──────── Provided records

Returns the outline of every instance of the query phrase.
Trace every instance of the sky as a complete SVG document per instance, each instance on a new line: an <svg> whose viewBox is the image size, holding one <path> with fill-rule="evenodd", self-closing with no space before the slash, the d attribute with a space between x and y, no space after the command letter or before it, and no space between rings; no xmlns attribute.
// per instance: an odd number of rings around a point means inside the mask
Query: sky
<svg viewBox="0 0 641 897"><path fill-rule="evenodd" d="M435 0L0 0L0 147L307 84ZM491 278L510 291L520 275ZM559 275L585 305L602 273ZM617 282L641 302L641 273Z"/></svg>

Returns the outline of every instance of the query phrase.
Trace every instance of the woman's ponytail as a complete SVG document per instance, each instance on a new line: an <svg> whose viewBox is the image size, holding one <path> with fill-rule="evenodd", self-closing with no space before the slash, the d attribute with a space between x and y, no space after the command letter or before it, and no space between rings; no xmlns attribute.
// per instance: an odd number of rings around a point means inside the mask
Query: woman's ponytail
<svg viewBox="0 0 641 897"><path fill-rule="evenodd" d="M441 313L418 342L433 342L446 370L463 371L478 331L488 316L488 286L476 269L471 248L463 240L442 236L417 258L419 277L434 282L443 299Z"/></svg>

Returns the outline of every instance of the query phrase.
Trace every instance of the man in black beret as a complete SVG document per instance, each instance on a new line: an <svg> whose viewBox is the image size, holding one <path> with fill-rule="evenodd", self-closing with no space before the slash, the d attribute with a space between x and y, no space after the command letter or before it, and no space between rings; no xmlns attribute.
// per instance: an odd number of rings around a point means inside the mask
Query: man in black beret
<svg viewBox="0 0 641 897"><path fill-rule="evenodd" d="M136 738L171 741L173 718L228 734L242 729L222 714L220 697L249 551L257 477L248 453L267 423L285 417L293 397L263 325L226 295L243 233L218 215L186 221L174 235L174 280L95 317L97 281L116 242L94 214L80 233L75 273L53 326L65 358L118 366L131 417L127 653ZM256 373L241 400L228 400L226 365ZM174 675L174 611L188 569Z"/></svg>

────────────────

Rewrite the rows, starting at the top and going on through the line with "0L0 0L0 147L307", as a two-column CSV with the header request,answer, with one line per row. Each field should be quoted, and its line breaks should be turned into spaces.

# Task solution
request,answer
"Returns the outline of every instance of the query phrase. Trace every instance of the sky as a complete SVG document per instance, each instance on a new line: an <svg> whose viewBox is the image size, holding one <path> with fill-rule=""evenodd"", self-closing with no space before the slash, the d attribute with a space between x and y, no space after the command letter or before it, and no space between rings; no xmlns attribute. // per instance: an odd number of rings around a point means inside the mask Query: sky","<svg viewBox=""0 0 641 897""><path fill-rule=""evenodd"" d=""M435 0L0 0L0 147L307 84ZM491 278L510 291L520 275ZM559 275L585 305L602 273ZM617 282L641 302L641 273Z""/></svg>"